** Opening Exercise text block **

The support of the extractive industries is an irony presumably not lost on the exhibiting artists, many of whom make bold political statements through their art about cultural dispossession and the exploitation of natural resources. As curator and author Dr Stephen Gilchrist astutely puts it in the exhibition’s catalogue: “It is one thing to champion Indigenous art, but it is equally essential to protect Indigenous cultural sites. One exists because of the other and for the other.”

Jill Churnside is an Ngarluma artist who tackles uncomfortable truths head-on. Her work Washing Day is an Australian flag drenched in heavy lashings of white paint and hung out to dry, referencing the painful histories of the White Australia policy and the stolen generations.

Another of her works, Country in Bloom, appears to be an innocuous depiction of wildflowers – but it pays homage to the traditional owners of Murujuga who were decimated in a bloody conflict with white colonists in the 19th century. “It’s important, those stories have to be told,” she says. “We can’t paint pretty pictures all the time.”

Ngundamurri (detail) by Juluwarlu Art Group, in the Tracks We Share exhibition.

** Closing Exercise text block **

Exercise instructions. Please copy the exhibition passage between "Jill Churnside is" and "We Share exhibition.", inclusive, replacing "uncomfortable" with "difficult".

** Opening Data under study block **

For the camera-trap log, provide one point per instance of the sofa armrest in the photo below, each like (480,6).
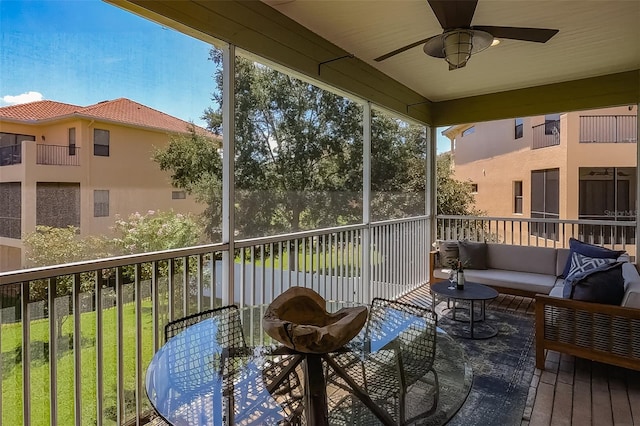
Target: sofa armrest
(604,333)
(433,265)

** Closing Data under study block **
** Opening Data under study block **

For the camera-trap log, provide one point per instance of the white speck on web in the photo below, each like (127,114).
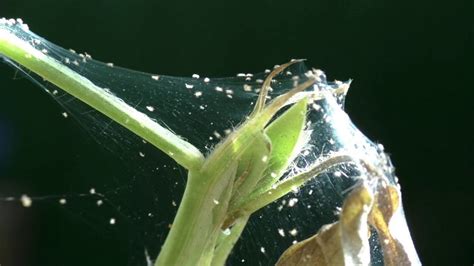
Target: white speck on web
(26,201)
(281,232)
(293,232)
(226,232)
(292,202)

** Closing Data under study block **

Answer to the exercise.
Jill Churnside is an Ngarluma artist who tackles difficult truths head-on. Her work Washing Day is an Australian flag drenched in heavy lashings of white paint and hung out to dry, referencing the painful histories of the White Australia policy and the stolen generations.

Another of her works, Country in Bloom, appears to be an innocuous depiction of wildflowers – but it pays homage to the traditional owners of Murujuga who were decimated in a bloody conflict with white colonists in the 19th century. “It’s important, those stories have to be told,” she says. “We can’t paint pretty pictures all the time.”

Ngundamurri (detail) by Juluwarlu Art Group, in the Tracks We Share exhibition.